• _CONSIGNE_
Poursuivez le texte sur les crawlers IA qui submergent les infrastructures des développeurs open source, en reprenant juste après sa dernière phrase.

• _EXTRAIT_
Les développeurs de logiciels open source se retrouvent face à une crise croissante, alors que des crawlers IA agressifs inondent leurs infrastructures, provoquant des blocages allant jusqu’à l’interdiction d’accès pour des pays entiers. Xe Iaso, un développeur, a atteint un point de rupture cette année, lorsque le trafic massif de crawlers provenant d’Amazon a submergé son service de dépôt Git, entraînant des instabilités répétées. Malgré toutes les mesures de défense mises en place, comme l’ajustement du fichier robots.txt et le blocage des user-agents connus, Xe Iaso a constaté que ces bots parvenaient toujours à contourner les protections.
Pour contrer cette menace, Iaso a déplacé son serveur derrière un VPN et a développé “Anubis”, un système de défi basé sur la preuve de travail, exigeant des navigateurs qu’ils résolvent des énigmes avant d’accéder au site. “Bloquer ces bots est futile car ils mentent, changent leur user-agent et utilisent des adresses IP résidentielles comme proxys”, a-t-il écrit dans un billet de blog.

• _MATÉRIEL FOURNI_
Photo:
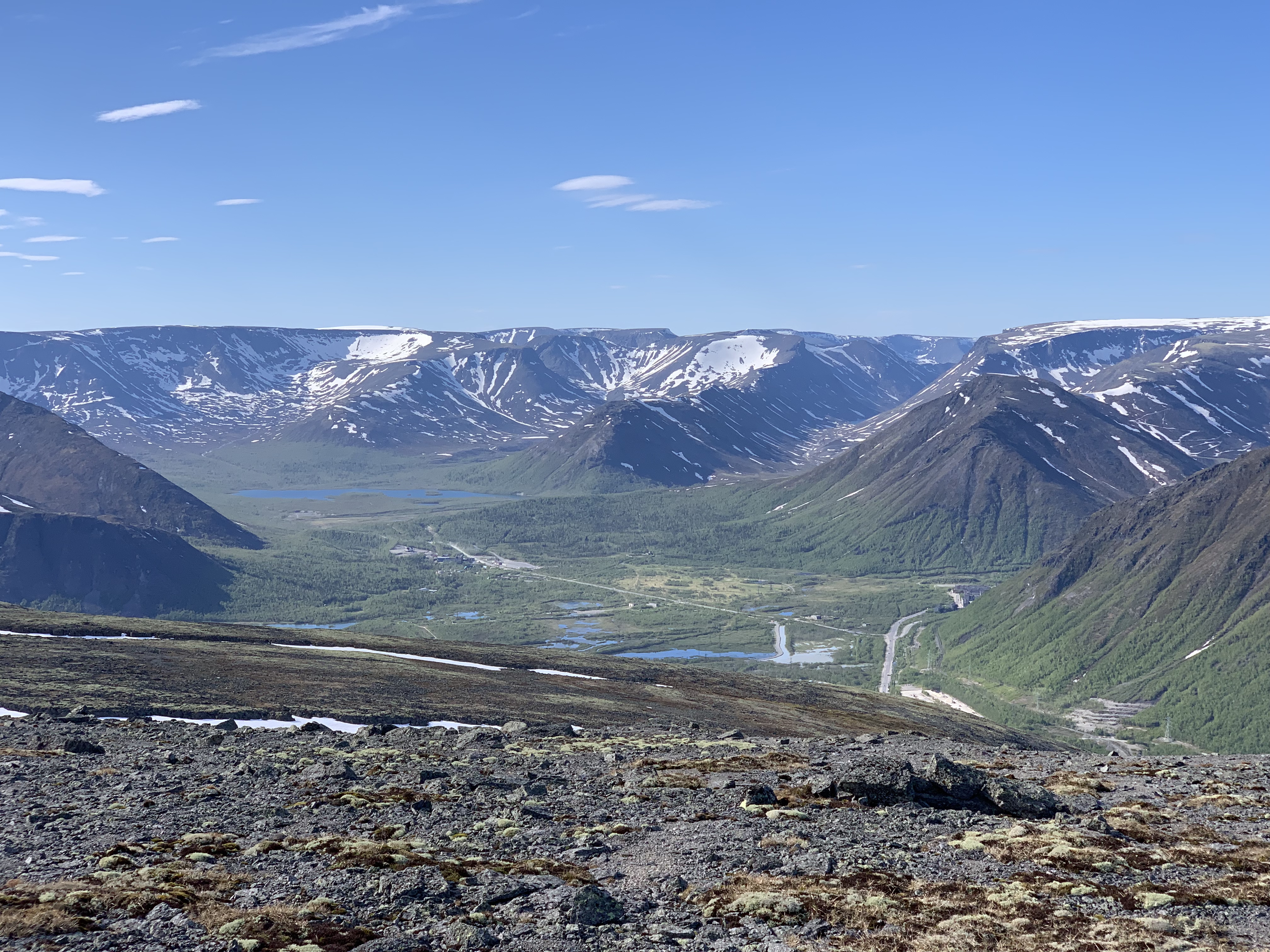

• _RÉPONSE_
L’expérience de Xe Iaso met en lumière une crise plus vaste touchant la communauté open source. Un rapport de LibreNews révèle que certains projets open source voient jusqu’à 97 % de leur trafic provenir de bots d’entreprises d’IA, augmentant les coûts de bande passante et provoquant une instabilité des services. Kevin Fenzi, membre de l’équipe sysadmin du projet Fedora Pagure, a dû bloquer tout le trafic en provenance du Brésil après que ses tentatives d’atténuer le trafic des bots aient échoué.
Les conséquences techniques et financières de cette situation sont alarmantes. Le projet Read the Docs a rapporté une réduction de 75 % de son trafic après avoir bloqué les crawlers IA, réalisant une économie mensuelle de 1 500 $ en coûts de bande passante. De nombreux mainteneurs de projets open source se plaignent également que ces bots contournent délibérément les mesures de blocage standard, compliquant ainsi la situation.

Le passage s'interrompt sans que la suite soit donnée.